INSTRUCTIONS TO FOLLOW:
Every line of the material should be output exactly as written.

───── AVAILABLE DATA

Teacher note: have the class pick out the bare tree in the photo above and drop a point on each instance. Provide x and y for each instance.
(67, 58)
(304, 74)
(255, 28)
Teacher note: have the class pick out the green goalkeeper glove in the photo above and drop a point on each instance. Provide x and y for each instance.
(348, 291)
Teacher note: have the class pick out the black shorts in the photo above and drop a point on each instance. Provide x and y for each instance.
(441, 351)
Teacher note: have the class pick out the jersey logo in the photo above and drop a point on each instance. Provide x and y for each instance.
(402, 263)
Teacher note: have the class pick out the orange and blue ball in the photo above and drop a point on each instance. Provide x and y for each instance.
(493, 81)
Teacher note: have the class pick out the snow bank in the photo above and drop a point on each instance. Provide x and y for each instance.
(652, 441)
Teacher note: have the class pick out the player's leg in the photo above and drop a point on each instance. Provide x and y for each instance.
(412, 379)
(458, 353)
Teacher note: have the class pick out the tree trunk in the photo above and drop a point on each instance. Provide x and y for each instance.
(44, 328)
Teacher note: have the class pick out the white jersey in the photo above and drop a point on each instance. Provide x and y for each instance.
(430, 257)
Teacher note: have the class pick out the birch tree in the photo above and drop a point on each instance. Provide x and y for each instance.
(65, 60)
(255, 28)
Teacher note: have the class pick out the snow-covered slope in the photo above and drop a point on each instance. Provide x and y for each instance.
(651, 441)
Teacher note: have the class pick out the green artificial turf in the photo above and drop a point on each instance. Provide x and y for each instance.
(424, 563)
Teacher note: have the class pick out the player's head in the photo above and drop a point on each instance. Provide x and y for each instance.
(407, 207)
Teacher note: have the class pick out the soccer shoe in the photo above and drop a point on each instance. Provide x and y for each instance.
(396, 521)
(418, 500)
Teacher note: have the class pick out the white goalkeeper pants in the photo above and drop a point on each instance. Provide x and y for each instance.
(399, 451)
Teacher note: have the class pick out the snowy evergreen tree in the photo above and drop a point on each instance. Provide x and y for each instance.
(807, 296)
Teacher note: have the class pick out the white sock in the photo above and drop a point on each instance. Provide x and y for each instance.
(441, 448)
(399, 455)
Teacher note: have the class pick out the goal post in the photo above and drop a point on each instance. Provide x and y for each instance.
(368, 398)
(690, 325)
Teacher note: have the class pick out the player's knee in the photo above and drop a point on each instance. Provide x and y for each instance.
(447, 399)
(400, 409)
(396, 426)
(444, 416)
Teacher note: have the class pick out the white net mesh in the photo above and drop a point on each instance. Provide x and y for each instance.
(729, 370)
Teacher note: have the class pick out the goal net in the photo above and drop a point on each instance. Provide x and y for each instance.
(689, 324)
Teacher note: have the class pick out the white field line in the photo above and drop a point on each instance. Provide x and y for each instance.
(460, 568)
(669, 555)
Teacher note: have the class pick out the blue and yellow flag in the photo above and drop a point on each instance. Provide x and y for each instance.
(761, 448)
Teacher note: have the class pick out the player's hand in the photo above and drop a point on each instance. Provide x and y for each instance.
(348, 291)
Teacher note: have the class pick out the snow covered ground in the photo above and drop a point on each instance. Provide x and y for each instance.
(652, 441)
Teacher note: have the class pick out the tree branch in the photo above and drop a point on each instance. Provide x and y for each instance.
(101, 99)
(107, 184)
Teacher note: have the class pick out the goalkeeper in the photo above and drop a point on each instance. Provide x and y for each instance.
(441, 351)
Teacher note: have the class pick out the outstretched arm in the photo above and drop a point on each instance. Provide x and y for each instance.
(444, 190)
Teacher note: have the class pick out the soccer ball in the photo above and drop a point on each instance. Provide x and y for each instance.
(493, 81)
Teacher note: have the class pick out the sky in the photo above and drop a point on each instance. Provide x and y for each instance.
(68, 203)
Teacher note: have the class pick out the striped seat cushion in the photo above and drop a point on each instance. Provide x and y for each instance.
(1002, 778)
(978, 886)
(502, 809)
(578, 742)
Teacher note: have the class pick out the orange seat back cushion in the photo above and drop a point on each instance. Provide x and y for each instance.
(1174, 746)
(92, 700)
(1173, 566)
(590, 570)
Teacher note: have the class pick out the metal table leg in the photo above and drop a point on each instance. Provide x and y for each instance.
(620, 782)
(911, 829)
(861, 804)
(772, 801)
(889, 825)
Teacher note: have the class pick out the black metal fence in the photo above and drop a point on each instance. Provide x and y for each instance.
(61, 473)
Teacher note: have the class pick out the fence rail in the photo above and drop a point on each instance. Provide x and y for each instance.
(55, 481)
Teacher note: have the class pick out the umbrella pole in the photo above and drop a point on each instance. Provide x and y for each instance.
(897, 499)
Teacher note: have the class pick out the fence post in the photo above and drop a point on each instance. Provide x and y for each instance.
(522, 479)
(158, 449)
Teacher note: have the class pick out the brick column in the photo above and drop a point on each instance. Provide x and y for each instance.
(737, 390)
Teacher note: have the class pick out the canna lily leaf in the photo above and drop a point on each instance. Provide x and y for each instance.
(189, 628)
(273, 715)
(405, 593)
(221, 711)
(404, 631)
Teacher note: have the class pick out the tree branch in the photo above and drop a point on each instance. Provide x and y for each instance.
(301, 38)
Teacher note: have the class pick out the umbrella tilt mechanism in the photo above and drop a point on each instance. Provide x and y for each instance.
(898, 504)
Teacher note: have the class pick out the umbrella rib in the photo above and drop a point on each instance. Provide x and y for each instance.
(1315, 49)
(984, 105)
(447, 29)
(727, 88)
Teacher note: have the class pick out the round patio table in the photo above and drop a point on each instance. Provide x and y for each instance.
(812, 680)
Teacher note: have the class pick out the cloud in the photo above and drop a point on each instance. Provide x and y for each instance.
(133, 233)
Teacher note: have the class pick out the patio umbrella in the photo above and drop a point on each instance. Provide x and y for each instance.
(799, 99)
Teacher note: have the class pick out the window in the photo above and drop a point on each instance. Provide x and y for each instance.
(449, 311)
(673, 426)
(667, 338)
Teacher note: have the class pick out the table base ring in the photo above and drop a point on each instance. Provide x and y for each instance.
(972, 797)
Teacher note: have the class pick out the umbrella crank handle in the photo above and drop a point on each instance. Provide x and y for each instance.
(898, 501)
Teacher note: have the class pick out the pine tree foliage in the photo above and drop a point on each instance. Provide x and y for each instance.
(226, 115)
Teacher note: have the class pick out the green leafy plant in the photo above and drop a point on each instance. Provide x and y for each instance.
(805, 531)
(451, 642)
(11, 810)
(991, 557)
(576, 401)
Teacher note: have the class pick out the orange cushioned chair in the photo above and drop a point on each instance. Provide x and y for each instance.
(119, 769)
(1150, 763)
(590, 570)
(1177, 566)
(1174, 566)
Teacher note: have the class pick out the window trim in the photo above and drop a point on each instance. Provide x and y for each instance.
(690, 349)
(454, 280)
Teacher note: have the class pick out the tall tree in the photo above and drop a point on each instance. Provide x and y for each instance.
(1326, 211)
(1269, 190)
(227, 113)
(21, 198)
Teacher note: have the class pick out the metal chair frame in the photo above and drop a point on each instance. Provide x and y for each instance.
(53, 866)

──────────

YOUR RESPONSE:
Teacher note: have the class pick out the bare tree in the photo above and drop a point on each instance. Provide x and y for each instance.
(67, 58)
(304, 74)
(255, 28)
Teacher note: have the class pick out the green goalkeeper glove in the photo above and drop a point on each instance. Provide x and y for each instance.
(348, 291)
Teacher note: have the class pick out the black shorts in the photo above and drop a point on each instance. Provide x and y for each instance.
(441, 351)
Teacher note: have the class pick out the jersey logo in the photo above and drop a point on each instance. Provide x and y for each instance.
(402, 263)
Teacher note: have the class pick out the orange and blue ball in the photo above and drop a point on each instance. Provide x and y for each instance.
(493, 81)
Teacher note: have the class pick out the snow bank in the photo above and drop a point on each instance. Provide x and y for each instance.
(652, 441)
Teacher note: have the class pick out the player's leg in the photo above and drop a point on each instance. Provide x and y for each instance.
(412, 379)
(458, 353)
Teacher note: have the class pick out the tree trunk in the photo above and drop a point on each instance. Provide x and y for each instance.
(44, 328)
Teacher note: have the class pick out the white jersey in the photo above and drop a point on each instance. Provide x and y for each instance.
(430, 257)
Teacher note: have the class pick out the birch tree in the photo above and drop a point on each instance. Provide x and y for each instance.
(65, 60)
(255, 28)
Teacher note: have the class pick out the snow-covered slope in the photo above and drop a point on each instance. Provide x and y for each instance.
(651, 441)
Teacher note: have the class pick out the green artificial turf in the photo above and drop a point on each instance. Provide x and y for each instance.
(424, 563)
Teacher note: have the class pick out the player's head in the photo above and drop a point on each instance. Provide x and y for each instance.
(407, 207)
Teacher note: have the class pick out the soccer shoe in the photo above and drop a point on each instance. Provide x and y for each instance.
(396, 521)
(418, 500)
Teacher note: have the class pick out the white goalkeeper pants in the photo above and drop a point on each instance. Provide x and y for each instance.
(399, 451)
Teacher note: have the class pick out the snowy evergreen tree in the photo above and drop a point on each instance. Provide x and y for each instance.
(807, 296)
Teacher note: have the class pick out the white sock in the photo above and drop a point on each instance. Provide x and y for each instance.
(441, 448)
(399, 455)
Teacher note: have the class pick out the goal post in the photo above and drop a point on each instance. Provide x and y for each instance.
(368, 398)
(690, 325)
Teacher note: have the class pick out the player's knee in the photo above and drop a point on each instance. Provide x and y for each instance.
(447, 399)
(400, 409)
(396, 426)
(444, 416)
Teacher note: have the class pick out the white net mesh in the photo above and drop a point on each instance. Provide x and y for each instance.
(729, 370)
Teacher note: have the class pick out the goal net in the photo above and drop a point on each instance. Provide x and y for each instance.
(689, 324)
Teacher note: have the class pick out the white field line in the photo above and drop a point on each instance. Provide x and y for each instance.
(460, 568)
(669, 555)
Teacher note: have the class pick out the blue and yellow flag in the photo above and drop a point on each instance. Provide x and y for each instance.
(761, 448)
Teacher note: have the class pick out the player's hand in the photo above and drop a point on each instance. Provide x and y for each instance.
(348, 291)
Teacher note: have the class pick out the snow covered ground in the photo above and drop a point on each instance. Provide x and y for each instance.
(652, 441)
Teacher note: have the class pick out the tree branch in the photo above and drop a point on each instance. Provide x and y for each instance.
(101, 99)
(107, 184)
Teacher note: have the class pick out the goalkeeper in the photo above and drop a point on each instance. Provide x and y for each instance.
(441, 351)
Teacher note: have the class pick out the outstretched arm in the photo above and drop a point on each instance. Provide x and y for each instance.
(444, 190)
Teacher note: have the class pick out the soccer ball in the photo above and drop a point on each instance. Provide x and y for each instance.
(493, 81)
Teacher note: have the class pick out the sky in the photo above and drop a point on each instance. Provide x and y for each instance.
(68, 203)
Teacher note: have the class pick out the striped seat cushion in the photo above and drop a point on each instance. Provide x and y for each instance.
(1002, 778)
(978, 886)
(502, 809)
(578, 742)
Teacher note: have the class pick out the orange seat back cushion in the photo above and drop a point on each instance. Provide x and y for each instance.
(1174, 746)
(92, 700)
(1173, 566)
(590, 570)
Teacher note: have the class pick out the metal table leg in the photo above and drop a point on each instance. Provide x and y for each instance.
(620, 782)
(911, 829)
(861, 804)
(772, 801)
(889, 825)
Teacher note: have the class pick out the black metal fence in the photo above and drop a point on each instance. Provide x and y for each instance.
(61, 473)
Teacher note: have the class pick out the fence rail in the photo above and drop a point on each instance. Provide x and y for each instance.
(55, 481)
Teacher note: have the class pick out the umbrella pole in the photo above and drop a point on each instance. Provide x and y for each instance.
(897, 499)
Teacher note: have the class pick out the fence post in the photo above and drop a point on each instance. Provide x and y for each instance.
(522, 479)
(158, 449)
Teacher note: have the class pick out the brick column in the photo above and drop a point on each instance. Provide x and y for each instance.
(737, 390)
Teacher note: have the class pick out the canna lily leaf in the photo above and drop a point on each instance. Provide x and y for each instance.
(189, 628)
(273, 715)
(405, 593)
(221, 711)
(404, 631)
Teacher note: have the class pick out the tree branch in the photo above and drop a point on each instance. Provide x and y for each instance.
(301, 38)
Teacher note: have the class pick out the umbrella tilt mechanism in the photo above and drop a point on each instance. Provide x and y for each instance.
(898, 504)
Teacher note: have the class pick out the umbrella rib in the photo above and drop a point on each instance. Provide x and y for each instance.
(1315, 49)
(984, 105)
(447, 29)
(727, 88)
Teacher note: have the class pick out the round patio table in the photo above and drop a point on each instance. Provide x and y for each instance.
(812, 680)
Teacher note: have the class pick out the cloud in the photo above and drop a point on each instance. Provide x and y for each instance.
(133, 233)
Teacher note: have the class pick out the patio umbrella in the photo above and drop a point on each instance. Provide x and y for each instance.
(799, 99)
Teacher note: have the class pick out the window in the photo above and drop a point on each instance. Provide x and y for each instance.
(449, 311)
(673, 426)
(667, 338)
Teacher note: have the class pick out the table base ring in the photo above and drop a point on each instance. Provide x and y for each instance.
(972, 797)
Teacher note: have the class pick out the umbrella crank handle in the photo above and drop a point on each instance. Provide x and y for each instance.
(898, 501)
Teacher note: have the class pick out the pine tree foliage in the photo above and drop a point on each instance. Provide x and y for each instance.
(226, 115)
Teacher note: have the class pick out the green leafy plant in the photo above and drop a point on each instance. Provide x and y for each instance.
(805, 531)
(451, 642)
(11, 810)
(991, 557)
(576, 401)
Teacher note: have the class pick out the orange cushioned chair in the photo above and drop a point on each instance. Provide x and y for each instance.
(119, 769)
(1150, 763)
(590, 570)
(1177, 566)
(1174, 566)
Teacher note: have the class pick out the window trim in the photo above and drop a point on each instance. Provide x and y for each instance.
(690, 349)
(454, 280)
Teacher note: have the class pick out the tall tree in the photo above and drop a point on each instance. Provide x and y for each instance.
(1326, 211)
(1269, 190)
(227, 113)
(21, 198)
Teacher note: have the class pick out the metal chair frame in the photo above and drop a point on each instance. Provide x and y for each instance.
(53, 866)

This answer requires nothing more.